* _STORED ROWS_:
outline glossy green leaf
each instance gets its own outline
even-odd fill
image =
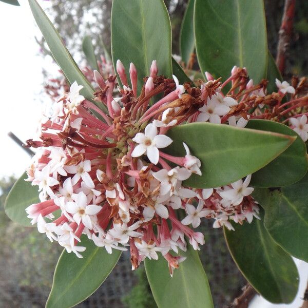
[[[66,78],[71,84],[76,81],[79,85],[83,86],[81,94],[91,100],[94,90],[63,44],[59,34],[36,0],[28,1],[37,26]]]
[[[12,187],[5,201],[4,208],[6,215],[13,221],[26,226],[31,226],[31,219],[27,217],[25,209],[33,203],[40,202],[37,186],[32,186],[26,182],[26,172],[17,180]]]
[[[195,0],[196,49],[203,73],[225,80],[234,65],[255,83],[266,77],[267,44],[263,0]]]
[[[11,4],[12,5],[15,5],[16,6],[19,6],[20,5],[17,0],[0,0],[0,1],[2,2],[4,2],[5,3]]]
[[[123,63],[129,76],[132,62],[138,71],[138,89],[149,76],[153,60],[159,74],[171,78],[171,25],[163,0],[113,0],[111,11],[111,53],[114,67]]]
[[[296,295],[299,277],[292,257],[272,238],[262,220],[233,223],[224,230],[232,257],[242,274],[264,298],[273,303],[290,303]]]
[[[181,26],[180,50],[182,60],[187,64],[195,49],[194,6],[195,0],[189,0]]]
[[[201,162],[202,176],[192,175],[185,185],[211,188],[229,184],[256,172],[274,159],[295,137],[239,128],[229,125],[196,123],[179,125],[168,131],[174,141],[166,150],[184,157],[185,142]]]
[[[94,47],[92,44],[92,38],[90,35],[86,35],[82,41],[82,50],[86,56],[88,63],[92,69],[100,71],[94,52]]]
[[[296,258],[308,262],[308,175],[281,191],[257,189],[254,198],[265,211],[273,238]]]
[[[81,253],[82,259],[65,250],[61,254],[46,308],[69,308],[87,298],[107,278],[121,256],[121,252],[116,249],[109,255],[86,236],[79,245],[86,247]]]
[[[190,82],[194,85],[191,80],[185,73],[180,64],[173,57],[172,58],[172,70],[174,75],[177,76],[180,84]]]
[[[268,50],[268,62],[267,63],[267,76],[266,79],[268,81],[267,84],[267,93],[277,92],[278,88],[276,85],[276,79],[281,81],[282,76],[279,69],[276,65],[275,59]]]
[[[306,174],[308,169],[306,145],[293,129],[284,124],[264,120],[252,120],[246,127],[297,137],[278,157],[253,175],[251,185],[278,187],[293,184]]]
[[[198,253],[187,245],[186,257],[169,274],[168,262],[161,255],[158,260],[145,260],[146,275],[158,308],[212,308],[213,302],[205,272]]]

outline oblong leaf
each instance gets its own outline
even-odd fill
[[[145,260],[146,275],[158,307],[212,308],[209,285],[198,253],[188,245],[187,252],[181,252],[181,255],[186,259],[175,270],[173,277],[162,256],[158,260]]]
[[[299,277],[292,257],[272,238],[262,220],[233,223],[224,229],[228,247],[242,274],[264,298],[273,303],[290,303],[297,293]]]
[[[4,2],[5,3],[8,3],[9,4],[11,4],[12,5],[15,5],[16,6],[20,6],[17,0],[0,0],[2,2]]]
[[[285,151],[253,175],[251,185],[278,187],[293,184],[306,174],[308,169],[306,145],[293,129],[284,124],[264,120],[250,120],[246,127],[297,137]]]
[[[264,225],[273,238],[291,255],[308,262],[308,175],[300,181],[253,195],[264,209]]]
[[[94,89],[78,67],[65,47],[59,34],[36,0],[28,0],[32,14],[54,59],[70,84],[75,81],[83,86],[81,93],[88,100],[93,97]]]
[[[88,298],[107,278],[121,256],[116,249],[109,255],[85,236],[79,245],[86,247],[82,259],[65,250],[60,256],[46,308],[69,308]]]
[[[166,150],[184,157],[183,142],[201,162],[202,176],[195,174],[185,185],[213,188],[229,184],[264,167],[285,150],[295,138],[239,128],[229,125],[196,123],[168,131],[173,143]]]
[[[185,74],[180,64],[173,57],[172,58],[172,70],[174,75],[177,76],[180,83],[184,84],[185,82],[190,82],[194,85],[194,82]]]
[[[143,79],[149,76],[152,60],[157,61],[160,75],[171,76],[171,25],[163,0],[113,0],[111,23],[114,67],[120,59],[128,73],[132,62],[139,91]]]
[[[92,69],[100,71],[94,52],[94,47],[92,44],[92,38],[90,35],[86,35],[84,37],[82,41],[82,50],[86,56],[88,63]]]
[[[26,227],[31,226],[31,220],[27,218],[26,208],[31,204],[40,202],[37,186],[26,182],[27,174],[24,172],[17,180],[7,197],[4,205],[6,215],[13,221]]]
[[[180,32],[180,50],[182,60],[187,64],[195,49],[194,36],[194,6],[195,0],[189,0],[186,8]]]
[[[195,1],[196,49],[202,73],[208,71],[225,80],[237,65],[245,67],[255,83],[265,78],[267,44],[263,1]]]

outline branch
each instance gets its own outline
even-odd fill
[[[8,134],[9,137],[12,139],[18,145],[19,145],[24,151],[27,152],[27,153],[30,155],[32,157],[34,155],[34,152],[31,151],[29,148],[25,147],[25,145],[23,142],[13,132],[10,131]]]
[[[276,57],[276,64],[282,74],[283,74],[285,69],[285,60],[293,33],[295,13],[295,0],[285,0],[283,15],[279,32],[279,38]]]
[[[249,302],[257,294],[257,292],[249,283],[244,286],[242,291],[243,293],[227,308],[248,308]]]

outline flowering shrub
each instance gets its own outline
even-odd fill
[[[300,245],[288,241],[298,234],[281,226],[289,219],[294,223],[298,215],[304,229],[307,218],[301,203],[305,191],[300,188],[307,180],[306,80],[295,78],[292,85],[280,81],[274,63],[268,80],[264,78],[265,35],[256,38],[260,48],[256,59],[252,56],[243,63],[242,56],[238,62],[234,55],[232,64],[247,63],[247,68],[234,66],[230,73],[232,59],[220,59],[212,72],[216,77],[205,71],[213,63],[208,63],[207,47],[199,32],[204,26],[199,13],[210,9],[198,0],[190,1],[185,18],[195,2],[191,51],[196,47],[204,78],[191,80],[171,60],[170,23],[163,3],[146,2],[148,11],[143,3],[114,0],[114,68],[102,57],[93,68],[99,72],[86,68],[83,73],[36,2],[29,0],[70,85],[53,80],[46,87],[54,101],[52,110],[44,115],[40,138],[27,142],[26,146],[37,150],[26,182],[24,177],[17,181],[6,205],[10,218],[27,224],[21,191],[29,189],[35,196],[38,190],[39,200],[25,209],[28,218],[40,233],[65,249],[47,306],[57,306],[61,301],[68,307],[82,301],[126,250],[132,270],[145,261],[159,306],[175,306],[162,295],[167,291],[178,297],[180,304],[213,306],[195,251],[204,243],[203,234],[194,229],[201,218],[213,220],[214,228],[224,227],[233,257],[256,290],[273,302],[289,302],[298,283],[290,255],[308,259]],[[259,2],[251,5],[259,13],[254,26],[264,12]],[[140,19],[140,24],[122,18],[123,10],[130,22]],[[162,22],[153,34],[157,20],[152,13]],[[145,31],[154,37],[145,37]],[[161,42],[160,35],[164,35]],[[93,48],[88,47],[86,55],[96,67],[90,61],[95,59]],[[248,50],[244,51],[246,55]],[[193,61],[182,53],[185,63]],[[255,60],[260,61],[257,65]],[[275,90],[267,90],[274,85]],[[299,201],[294,193],[299,189]],[[286,218],[282,211],[292,213]],[[256,264],[253,269],[251,264]],[[68,278],[72,282],[67,287]],[[76,292],[75,283],[82,284],[82,292]],[[282,296],[280,290],[286,285],[289,291]]]

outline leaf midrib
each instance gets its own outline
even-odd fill
[[[276,285],[276,286],[277,287],[277,290],[278,291],[278,292],[279,293],[279,295],[280,296],[280,298],[283,298],[282,295],[282,293],[280,291],[280,288],[279,287],[279,285],[278,285],[278,284],[277,283],[277,281],[276,281],[276,279],[277,279],[277,277],[276,276],[275,274],[275,271],[273,270],[273,267],[272,265],[272,263],[271,262],[271,259],[270,258],[270,256],[268,255],[268,254],[267,253],[267,249],[266,249],[266,245],[265,244],[265,241],[264,241],[264,239],[263,237],[262,234],[262,230],[261,229],[261,228],[260,227],[259,224],[261,223],[261,222],[260,221],[257,221],[256,222],[256,225],[257,225],[257,228],[258,230],[258,233],[259,235],[259,237],[260,237],[260,240],[261,241],[261,243],[262,245],[262,246],[264,247],[264,255],[266,258],[266,259],[267,260],[267,262],[268,264],[268,267],[270,268],[270,271],[271,271],[271,272],[272,273],[272,274],[273,276],[273,277],[275,278],[273,281],[274,281],[275,284]],[[279,280],[279,279],[278,279]]]

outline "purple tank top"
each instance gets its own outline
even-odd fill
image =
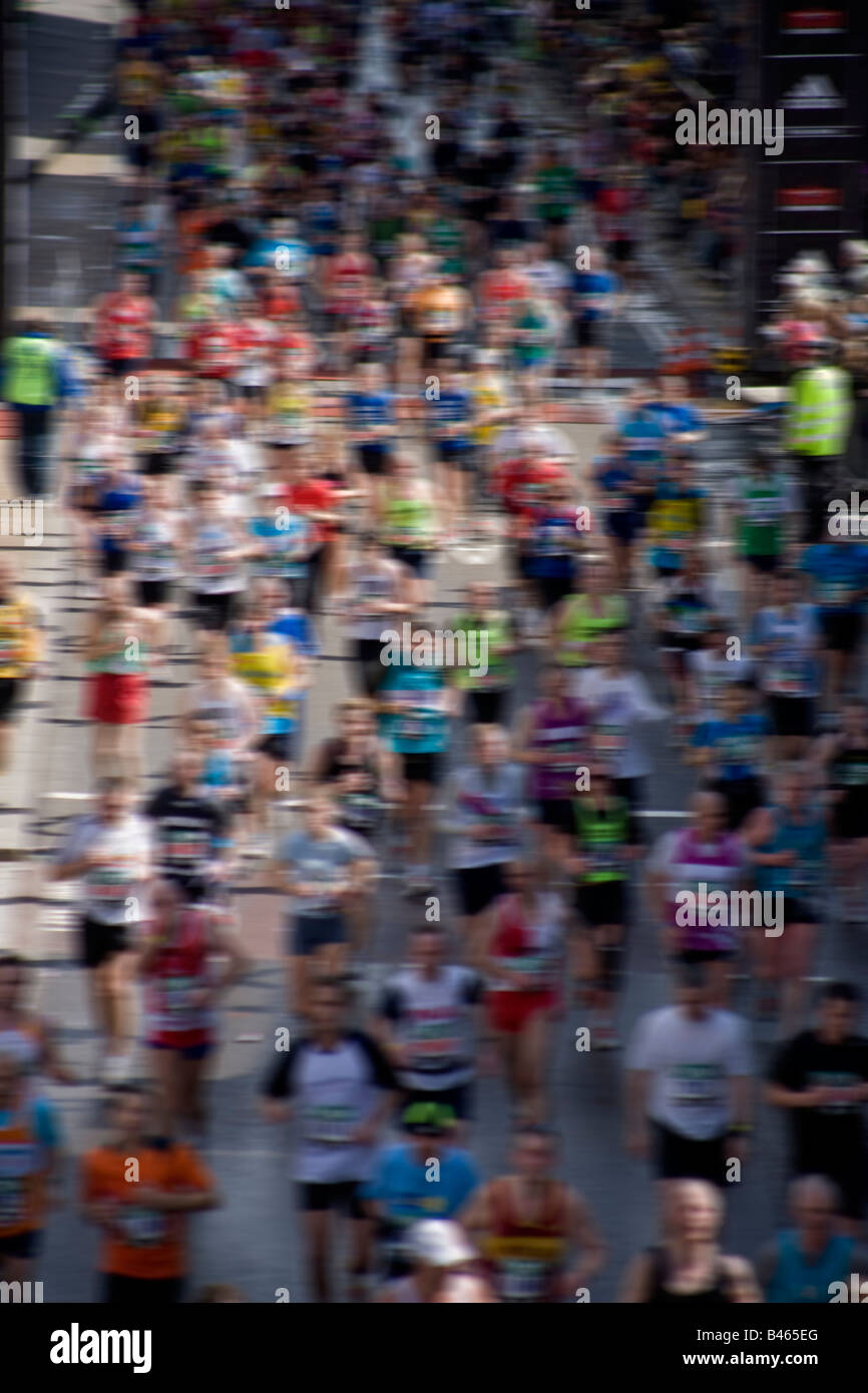
[[[531,748],[545,751],[546,762],[531,766],[534,798],[575,797],[575,770],[582,763],[581,742],[587,729],[581,702],[567,698],[557,708],[550,701],[536,703]]]
[[[679,929],[683,949],[726,953],[736,947],[731,892],[741,885],[743,862],[741,843],[731,833],[713,843],[701,843],[692,827],[677,834],[669,864],[669,922]],[[726,894],[720,908],[708,903],[715,892]]]

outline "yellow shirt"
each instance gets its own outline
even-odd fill
[[[0,602],[0,677],[26,677],[40,656],[39,612],[18,595]]]

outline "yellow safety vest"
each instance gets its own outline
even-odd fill
[[[786,449],[818,457],[843,454],[853,418],[850,373],[843,368],[805,368],[790,387]]]
[[[50,407],[57,397],[56,347],[22,334],[6,345],[6,398],[21,407]]]

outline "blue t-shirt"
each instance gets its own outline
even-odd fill
[[[262,556],[251,560],[254,575],[286,581],[307,574],[311,524],[301,513],[287,513],[286,508],[281,514],[276,510],[263,513],[249,520],[248,529],[256,542],[266,546]]]
[[[659,464],[663,458],[666,430],[653,411],[640,407],[621,417],[617,432],[624,439],[628,464]]]
[[[687,401],[652,401],[646,410],[658,418],[666,435],[687,435],[688,430],[705,429],[702,417]]]
[[[446,684],[437,667],[389,669],[379,691],[380,701],[397,701],[400,712],[380,716],[383,738],[401,755],[429,755],[446,749],[449,716],[444,709]]]
[[[304,610],[284,610],[273,624],[269,624],[269,632],[288,638],[304,657],[319,657],[319,638],[313,620]]]
[[[826,822],[808,812],[804,822],[796,822],[782,808],[772,809],[775,830],[770,841],[757,847],[762,853],[794,851],[796,859],[787,866],[757,866],[758,890],[782,890],[798,898],[814,890],[821,878],[826,854]]]
[[[868,585],[868,546],[861,542],[816,542],[798,567],[811,577],[812,598],[821,609],[839,613],[861,610],[861,600],[847,599],[850,591]]]
[[[393,396],[390,391],[351,391],[347,394],[350,423],[354,430],[375,430],[392,425]]]
[[[591,305],[588,301],[594,295],[616,295],[619,290],[619,277],[610,270],[577,270],[573,276],[575,313],[585,323],[607,319],[612,313],[610,305]]]
[[[575,515],[538,517],[528,538],[528,574],[566,578],[573,574],[575,550]]]
[[[104,493],[100,493],[96,500],[96,511],[100,514],[100,521],[111,528],[113,522],[121,525],[127,513],[132,513],[135,508],[141,507],[142,495],[138,485],[130,479],[130,482],[121,482]],[[123,552],[125,547],[125,539],[114,538],[110,532],[103,532],[100,536],[102,550],[111,556],[116,552]]]
[[[765,712],[744,712],[737,720],[704,720],[692,737],[695,749],[712,749],[720,779],[751,779],[759,768],[762,741],[772,734]]]
[[[15,1117],[21,1117],[22,1114],[28,1119],[29,1126],[33,1128],[33,1134],[40,1146],[46,1151],[52,1146],[57,1146],[57,1112],[54,1105],[47,1098],[31,1098],[29,1102],[25,1099],[15,1112],[8,1107],[0,1109],[0,1131],[11,1127]]]
[[[387,1223],[398,1230],[419,1219],[451,1219],[481,1183],[465,1151],[446,1149],[439,1138],[431,1145],[440,1166],[437,1180],[428,1178],[432,1167],[418,1160],[411,1145],[398,1142],[379,1153],[373,1176],[362,1187],[362,1197],[379,1199]]]
[[[435,429],[439,426],[451,426],[456,423],[467,425],[470,432],[470,425],[472,419],[474,398],[470,391],[464,387],[446,387],[440,391],[439,400],[429,401],[432,412],[432,425]],[[457,435],[449,436],[440,442],[440,446],[449,453],[450,450],[461,450],[468,443],[468,435],[465,432],[458,432]]]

* _CHALLENGE_: Report every row above that contains the string "shirt", copying each such row in full. The match is case-sensitive.

* _SOLVED EXERCISE_:
outline "yellow shirt"
outline "blue t-shirt"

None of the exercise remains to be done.